«Посмотрим, кто кого переупрямит…»
Шрифт:
Так что напрасно Н. Я. беспокоилась (если беспокоилась): ближе нее к стиху О. М. всё равно никто не приблизился, потому что нет перехода от того, что мы называем реальностью, действительностью, существованием, к тому, что в старину именовалось поэзией, художеством, творчеством, наконец…
И если поиски и попытки продолжаются до сих пор, так это оттого, что в качестве реликта нами владеет религиозная боязнь незаполненного пространства. Но пора привыкать к дырам, которые нельзя заштопать, разрывам, которые невозможно склеить, расщелинам, которые не получается засыпать и утрамбовать, причинам без последствий и беспричинным следствиям…
Другой вселенной у нас нет. Да и эта под вопросом…
Моим изысканиям в области мандельштамовской поэтики Н. Я. внимала весьма благосклонно. Однажды сказала: “Тянет на книгу”, и предложила снабдить своим предисловием.

ИСХОДНЫЕ ДАННЫЕ:
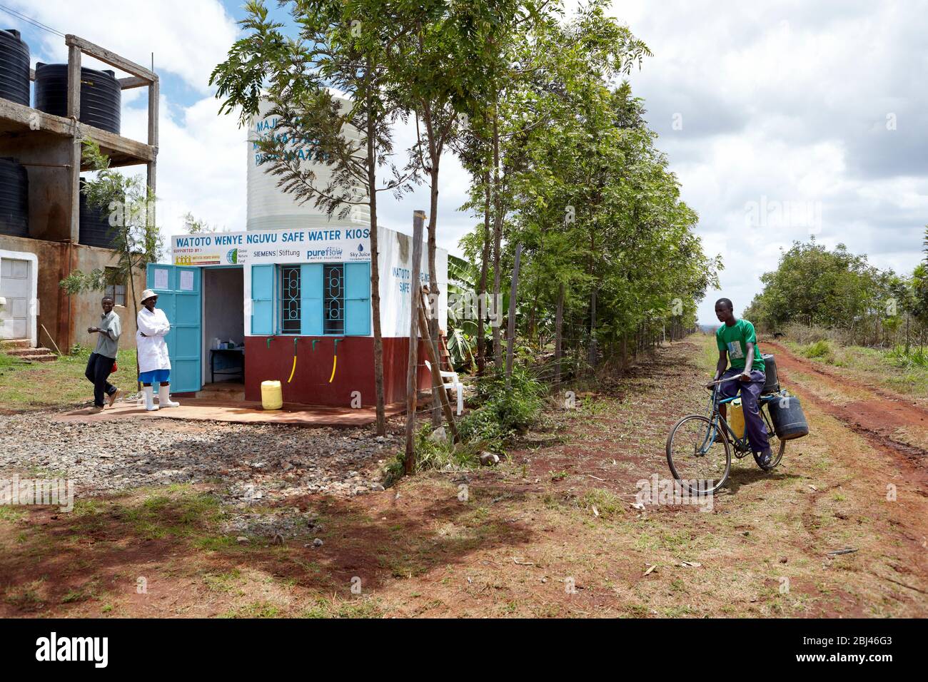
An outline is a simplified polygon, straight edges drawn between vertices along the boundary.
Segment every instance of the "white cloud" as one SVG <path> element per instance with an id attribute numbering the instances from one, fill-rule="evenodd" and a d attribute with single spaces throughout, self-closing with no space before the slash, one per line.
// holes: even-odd
<path id="1" fill-rule="evenodd" d="M 802 221 L 748 227 L 745 205 L 762 198 L 820 207 L 817 239 L 879 267 L 921 259 L 928 89 L 916 74 L 928 70 L 928 3 L 625 0 L 612 11 L 654 53 L 633 88 L 706 251 L 727 264 L 702 321 L 720 296 L 747 305 L 780 249 L 809 238 Z"/>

НЕОБХОДИМЫЕ ДЕЙСТВИЯ:
**A)** Ответьте на вопросы по тексту о Н. Я.:
(i) К чему, по словам текста, никто не приблизился ближе Н. Я.?
(ii) Какая боязнь названа в тексте реликтом?
(iii) Что однажды сказала Н. Я. об изысканиях в области мандельштамовской поэтики?
**B)** Продолжите текст о Н. Я. с того места, где он заканчивается.
Исходные данные для работы не понадобятся.

ОТВЕТЫ ПО ЗАДАНИЯМ:
**A)**
(i) К стиху О. М.
(ii) Религиозная боязнь незаполненного пространства.
(iii) «Тянет на книгу»; она также предложила снабдить эту работу своим предисловием.

**B)**
Я отказалась и пояснила: она слишком известна, поклонников у нее множество, недоброжелателей не меньше, и я бы не хотела, чтобы с ней сводили счеты или объяснялись в любви через голову моих сочинений.
Поняла, приняла, не переубеждала. ‹…› …А тем временем на безоблачном небе наших отношений собирались тучи… Назревал надрыв, и я до сих пор удивляюсь, что он не перешел в разрыв. Однако же не перешел, но грянуло сильно…
Шла речь о стихотворении “Не искушай чужих наречий…”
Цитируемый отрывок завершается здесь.